* [TASK DIRECTIONS]:
Copy every entry below in full, including its request, and shift each bounding-box coordinate by -50. Leave the pictures out of your answer.

[Bounding-box entries]
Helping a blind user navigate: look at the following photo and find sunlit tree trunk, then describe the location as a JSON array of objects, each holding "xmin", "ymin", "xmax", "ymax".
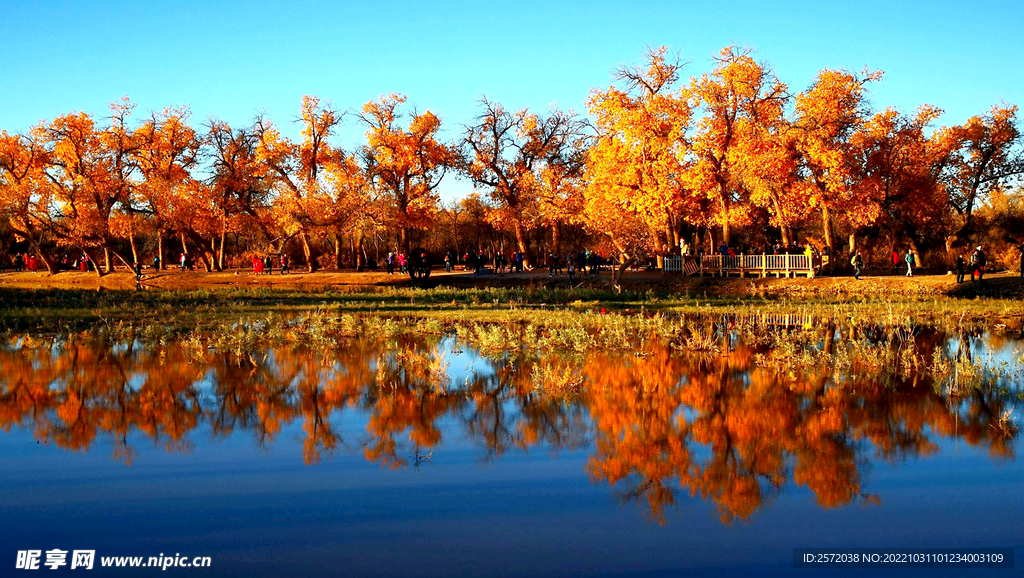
[
  {"xmin": 821, "ymin": 205, "xmax": 836, "ymax": 254},
  {"xmin": 157, "ymin": 229, "xmax": 167, "ymax": 271},
  {"xmin": 33, "ymin": 246, "xmax": 57, "ymax": 275},
  {"xmin": 217, "ymin": 220, "xmax": 227, "ymax": 271},
  {"xmin": 909, "ymin": 237, "xmax": 924, "ymax": 266},
  {"xmin": 334, "ymin": 233, "xmax": 341, "ymax": 271},
  {"xmin": 513, "ymin": 218, "xmax": 534, "ymax": 269},
  {"xmin": 299, "ymin": 231, "xmax": 316, "ymax": 273},
  {"xmin": 355, "ymin": 229, "xmax": 367, "ymax": 271}
]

* [RESPONSE FOR THIS EXERCISE]:
Helping a blind user navigate: look at the following photo and find sunlit tree trunk, then describe the location as a JSON array of objects, each holding "xmin", "ymin", "xmax", "ymax".
[
  {"xmin": 771, "ymin": 155, "xmax": 786, "ymax": 204},
  {"xmin": 107, "ymin": 179, "xmax": 117, "ymax": 221},
  {"xmin": -17, "ymin": 196, "xmax": 7, "ymax": 225},
  {"xmin": 167, "ymin": 170, "xmax": 177, "ymax": 221},
  {"xmin": 859, "ymin": 187, "xmax": 874, "ymax": 216},
  {"xmin": 284, "ymin": 183, "xmax": 291, "ymax": 221},
  {"xmin": 463, "ymin": 168, "xmax": 484, "ymax": 219},
  {"xmin": 249, "ymin": 181, "xmax": 266, "ymax": 223},
  {"xmin": 305, "ymin": 179, "xmax": 317, "ymax": 221}
]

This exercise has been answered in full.